**Required work:** Set down every record once more, exactly as given.
-- Begin Recorded data --
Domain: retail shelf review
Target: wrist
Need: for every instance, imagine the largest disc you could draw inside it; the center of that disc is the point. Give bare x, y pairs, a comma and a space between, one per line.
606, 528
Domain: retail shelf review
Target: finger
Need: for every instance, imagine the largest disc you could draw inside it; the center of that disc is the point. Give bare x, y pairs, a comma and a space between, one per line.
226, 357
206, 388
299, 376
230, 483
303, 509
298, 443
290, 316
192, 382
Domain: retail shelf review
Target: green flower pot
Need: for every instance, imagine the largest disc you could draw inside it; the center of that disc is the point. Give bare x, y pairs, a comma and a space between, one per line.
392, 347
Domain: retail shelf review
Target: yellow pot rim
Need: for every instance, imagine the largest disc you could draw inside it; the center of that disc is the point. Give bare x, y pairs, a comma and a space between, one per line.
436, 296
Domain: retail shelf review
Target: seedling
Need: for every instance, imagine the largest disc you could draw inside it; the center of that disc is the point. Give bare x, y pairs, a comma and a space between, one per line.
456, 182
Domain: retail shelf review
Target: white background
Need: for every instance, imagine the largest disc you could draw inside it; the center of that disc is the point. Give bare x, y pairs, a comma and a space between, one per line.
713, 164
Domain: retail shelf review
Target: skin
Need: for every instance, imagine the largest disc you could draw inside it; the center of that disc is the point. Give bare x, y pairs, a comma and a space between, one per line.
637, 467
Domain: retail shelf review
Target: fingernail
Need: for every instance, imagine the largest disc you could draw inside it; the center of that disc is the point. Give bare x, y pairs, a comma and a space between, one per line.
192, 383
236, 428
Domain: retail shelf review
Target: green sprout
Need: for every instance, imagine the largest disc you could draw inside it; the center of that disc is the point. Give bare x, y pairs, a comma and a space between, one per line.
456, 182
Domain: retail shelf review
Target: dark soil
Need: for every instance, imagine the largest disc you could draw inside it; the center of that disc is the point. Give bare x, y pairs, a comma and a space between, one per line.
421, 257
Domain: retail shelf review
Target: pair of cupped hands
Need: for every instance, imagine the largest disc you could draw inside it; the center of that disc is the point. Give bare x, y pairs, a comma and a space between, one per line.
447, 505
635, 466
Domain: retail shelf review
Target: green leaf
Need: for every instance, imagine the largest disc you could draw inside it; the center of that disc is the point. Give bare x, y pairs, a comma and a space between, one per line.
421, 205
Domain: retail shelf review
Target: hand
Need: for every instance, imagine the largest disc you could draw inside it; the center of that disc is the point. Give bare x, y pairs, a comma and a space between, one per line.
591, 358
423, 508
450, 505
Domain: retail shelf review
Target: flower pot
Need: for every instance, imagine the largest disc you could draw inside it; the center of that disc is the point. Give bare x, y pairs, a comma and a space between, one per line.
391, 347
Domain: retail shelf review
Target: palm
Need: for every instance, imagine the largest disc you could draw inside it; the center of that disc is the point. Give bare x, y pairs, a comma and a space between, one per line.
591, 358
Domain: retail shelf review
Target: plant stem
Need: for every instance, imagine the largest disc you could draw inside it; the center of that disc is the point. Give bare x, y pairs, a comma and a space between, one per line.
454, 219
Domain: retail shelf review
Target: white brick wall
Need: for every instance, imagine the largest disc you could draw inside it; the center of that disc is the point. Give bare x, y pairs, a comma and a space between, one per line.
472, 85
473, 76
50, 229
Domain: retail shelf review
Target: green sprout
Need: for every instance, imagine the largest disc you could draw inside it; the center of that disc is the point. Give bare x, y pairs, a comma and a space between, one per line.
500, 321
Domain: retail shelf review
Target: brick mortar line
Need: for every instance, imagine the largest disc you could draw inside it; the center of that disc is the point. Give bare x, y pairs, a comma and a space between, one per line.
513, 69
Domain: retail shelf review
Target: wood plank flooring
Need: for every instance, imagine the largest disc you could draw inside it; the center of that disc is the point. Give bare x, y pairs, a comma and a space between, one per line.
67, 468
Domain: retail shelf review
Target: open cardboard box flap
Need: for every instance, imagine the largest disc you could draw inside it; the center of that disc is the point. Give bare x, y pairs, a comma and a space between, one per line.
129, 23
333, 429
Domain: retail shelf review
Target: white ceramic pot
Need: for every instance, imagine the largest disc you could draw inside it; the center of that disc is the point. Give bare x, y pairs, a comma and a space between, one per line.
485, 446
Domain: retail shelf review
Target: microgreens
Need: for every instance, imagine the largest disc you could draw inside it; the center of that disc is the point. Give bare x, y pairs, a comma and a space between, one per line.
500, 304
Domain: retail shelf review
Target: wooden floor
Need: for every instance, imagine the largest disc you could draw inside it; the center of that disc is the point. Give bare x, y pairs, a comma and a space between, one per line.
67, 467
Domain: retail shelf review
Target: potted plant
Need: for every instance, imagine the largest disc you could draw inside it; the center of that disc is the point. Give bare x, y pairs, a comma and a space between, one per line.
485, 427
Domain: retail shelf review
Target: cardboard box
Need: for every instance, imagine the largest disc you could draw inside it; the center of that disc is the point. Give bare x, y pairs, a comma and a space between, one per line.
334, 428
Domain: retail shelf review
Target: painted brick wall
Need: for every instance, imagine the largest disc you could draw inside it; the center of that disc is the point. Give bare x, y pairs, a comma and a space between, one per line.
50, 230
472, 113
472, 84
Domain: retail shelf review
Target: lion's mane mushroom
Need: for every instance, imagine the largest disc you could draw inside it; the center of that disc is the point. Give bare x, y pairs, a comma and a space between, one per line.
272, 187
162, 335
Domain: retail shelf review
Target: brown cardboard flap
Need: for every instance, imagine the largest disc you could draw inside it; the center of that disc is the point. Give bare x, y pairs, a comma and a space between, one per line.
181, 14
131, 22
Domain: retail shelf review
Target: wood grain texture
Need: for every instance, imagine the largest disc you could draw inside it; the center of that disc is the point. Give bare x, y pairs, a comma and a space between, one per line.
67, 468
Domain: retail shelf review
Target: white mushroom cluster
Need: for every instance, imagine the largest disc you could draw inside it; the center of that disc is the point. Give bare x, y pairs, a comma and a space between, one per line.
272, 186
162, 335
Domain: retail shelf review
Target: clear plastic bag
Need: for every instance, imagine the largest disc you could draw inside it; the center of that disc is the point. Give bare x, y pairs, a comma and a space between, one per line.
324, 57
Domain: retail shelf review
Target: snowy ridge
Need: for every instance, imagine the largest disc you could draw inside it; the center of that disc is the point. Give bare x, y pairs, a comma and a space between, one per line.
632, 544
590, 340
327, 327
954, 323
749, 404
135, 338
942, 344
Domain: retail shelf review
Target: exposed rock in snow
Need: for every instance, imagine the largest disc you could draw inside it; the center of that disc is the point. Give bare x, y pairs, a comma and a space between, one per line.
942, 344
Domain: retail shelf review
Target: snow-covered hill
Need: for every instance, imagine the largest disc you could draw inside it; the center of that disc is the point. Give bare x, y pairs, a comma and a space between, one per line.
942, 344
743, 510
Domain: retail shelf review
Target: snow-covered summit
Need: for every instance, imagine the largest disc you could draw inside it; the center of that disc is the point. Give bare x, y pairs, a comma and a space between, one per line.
-- End Recorded data --
**Solution to this exercise:**
Domain: retail shelf review
Target: wrist
Need: for every instance, imagine the largest disc you could draw inside it; the center of that disc is the point. Give bare x, y pairs, a comma and a space between, one per line.
606, 528
Domain: retail shelf review
Target: finger
Need: for every instance, imagine the largest disc you could draw inside it; the center of that disc is the point. Give bare x, y pairs, a comma and a space between, one per line.
226, 357
206, 388
299, 376
230, 483
303, 509
298, 443
290, 316
192, 382
Domain: retail shelf review
Target: green flower pot
Need: for every instance, imagine the largest disc you could draw inside it; the center of that disc is the point. Give bare x, y pairs, a comma and a space between, one per line.
392, 347
Domain: retail shelf review
Target: yellow pot rim
Need: for every instance, imagine the largest disc you could draw inside it; the center of that disc is the point. Give bare x, y pairs, a comma and a space between, one per line.
436, 296
Domain: retail shelf review
Target: seedling
Need: for every instance, imagine the largest disc you could draw inside it; the center of that disc is the point. Give bare x, y pairs, a comma and a space between, one per line.
456, 182
Domain: retail shelf review
Target: white background
Need: for every instance, imagine the largest disc you could draw inside it; the center of that disc is the point. Give bare x, y pairs, a comma and a space between, one per line.
713, 164
Domain: retail shelf review
Target: skin
Need: for every instance, imagine the largest disc you could draw inside it; the center of that disc is the point. Give bare x, y pairs, a comma and a space between, one per line.
637, 467
Domain: retail shelf review
Target: fingernail
Need: for every instance, imagine the largest disc you could draw inside it; the center of that disc is the point. Give bare x, y pairs, a comma and a space between, one per line.
192, 383
236, 428
Domain: retail shelf review
Target: green sprout
Need: for every instance, imagine the largest disc you could draw inside it; the center of that disc is the point. Give bare x, y pairs, a comma and a space between, one per line.
456, 182
Domain: retail shelf review
Target: dark soil
Need: for every instance, imagine the largest disc you could draw inside it; the center of that disc is the point. Give bare x, y pairs, a comma and a space between, one per line.
421, 257
Domain: retail shelf review
Target: pair of cupped hands
Need: for every instance, imagine the largest disc you could draw inside it; the center of that disc is the point. Give bare x, y pairs, a comma and a space between, one per line.
447, 505
635, 466
Domain: retail shelf review
Target: green leaf
Need: for every instance, imagine the largest disc you could draw inside it; the center of that disc is the point. Give bare x, y pairs, a comma and a space between, one per line.
421, 205
Domain: retail shelf review
Target: hand
Need: for every instance, imagine the largest disc you could draw inside it; the center of that disc is the point. Give bare x, y pairs, a comma and a space between, one per line.
591, 358
423, 508
450, 505
Domain: retail shelf review
Target: flower pot
Need: for every instance, imagine the largest disc you could draw inside it; the center of that disc is the point. Give bare x, y pairs, a comma and a space between, one per line.
391, 347
Domain: retail shelf review
Target: palm
Need: for every instance, imagine the largest disc you could draw inside it; the center of that disc is the point. Give bare x, y pairs, a comma and a space between, one per line.
591, 358
Domain: retail shelf review
Target: plant stem
Need: for every instance, imagine the largest disc you could draw inside it; the center of that disc is the point. Give bare x, y pairs, a comma and a space between, one per line.
454, 219
Domain: retail shelf review
Target: white brick wall
Need: for every instance, imagine the largest disc you could draw inside it; the center of that disc is the point. Give bare x, y pairs, a comma and a space between, one per line.
472, 85
473, 76
50, 229
Domain: retail shelf review
Target: green sprout
Need: for every instance, imagine the largest disc you could draw inside it; the center of that disc is the point. Give bare x, y pairs, a comma and a space between, one per line.
500, 321
Domain: retail shelf review
Target: brick mortar line
Need: for every instance, imagine the largest disc you could draw inside it; the center of that disc is the point. Give bare x, y pairs, a comma and a space between, one per line.
513, 69
Domain: retail shelf review
Target: wood plank flooring
Need: for every instance, imagine the largest disc you could draw inside it; the center of that disc is the point. Give bare x, y pairs, a comma and a space between, one per line.
67, 468
Domain: retail shelf review
Target: open cardboard box flap
Need: for every instance, imagine the largest disc you could draw inside it; the center of that disc is the point. Give bare x, y pairs, a comma and a space between, one per line.
129, 23
333, 429
Domain: retail shelf review
Target: white ceramic pot
Need: for every instance, imagine the largest disc you could draw inside it; the center of that disc is the point. Give bare x, y pairs, a comma and a space between, one per line.
485, 446
Domain: retail shelf review
Target: microgreens
Need: for every instance, imagine the largest disc you could draw inside it; the center of that disc is the point. Give bare x, y pairs, a comma and a space between, one per line.
500, 304
Domain: retail shelf review
Target: wooden floor
Need: for every instance, imagine the largest disc you could draw inside it; the center of that disc is the point. Give bare x, y pairs, a comma and a space between, one per line.
67, 467
Domain: retail shelf review
Target: potted plant
Need: for every instance, imagine the largest disc you could draw inside it; the center of that disc is the point. Give bare x, y pairs, a comma and a space between, one per line.
485, 427
Domain: retail shelf review
Target: cardboard box
Need: for every instance, imagine the largest disc you could draw inside it; the center of that disc is the point. Give bare x, y pairs, a comma and a space between, one per line.
334, 428
Domain: retail shelf review
Target: painted brick wall
Need: for every instance, imagine the largest disc you could draw inside it; the center of that disc is the point. Give bare x, y pairs, a comma and a space between, one per line.
50, 230
472, 113
472, 84
Domain: retail shelf review
Target: lion's mane mushroom
Need: for every instance, imagine the largest disc you could draw inside it; the center of that disc is the point. Give bare x, y pairs, a comma and a space between, one per line.
272, 187
162, 335
Domain: retail shelf review
Target: brown cardboard flap
Need: for every instance, imagine the largest disc you could draw inside it; the center of that disc is the point. Give bare x, y pairs, a comma and a space between, one per line.
181, 14
131, 22
Domain: retail shelf review
Target: wood grain texture
Need: for every instance, imagine the largest disc you could draw inside it; the center of that disc is the point. Give bare x, y pairs, a comma and a space between, one per line.
67, 468
Domain: retail shelf review
Target: white mushroom cluster
Need: for every instance, imagine the largest disc you could draw inside it; the center of that disc is the point. Give bare x, y pairs, a comma and a space between, one per line.
272, 186
162, 335
Domain: retail shelf review
Target: clear plastic bag
Need: for every instance, imagine the largest disc you could draw inside it; the center of that disc is the point. Give bare x, y pairs, a comma and a space between, one per line.
324, 57
Domain: retail shelf review
Target: snowy ridge
Need: for every instance, imagine the largest disc you could draw inside it; the center of that disc is the point. Give bare x, y pairs, a comma and a space between, one per line.
632, 544
590, 340
327, 327
954, 323
749, 404
135, 338
942, 344
Domain: retail shelf review
Target: exposed rock in snow
Need: for every instance, imagine the largest disc you could draw inside it; the center of that disc is the point. Give bare x, y pairs, a comma and a space between, one per line.
942, 344
Domain: retail shelf review
Target: snow-covered hill
Need: for every instance, imagine the largest disc you could draw inside it; the center of that disc is the point. Give bare x, y pairs, a comma and a space between, one per line.
942, 344
743, 510
Domain: retail shelf review
Target: snow-covered summit
Need: for every instance, imagine the largest disc you could draw inside it; the center of that disc is the point. Give bare x, y pairs, a comma and a space between, one per line.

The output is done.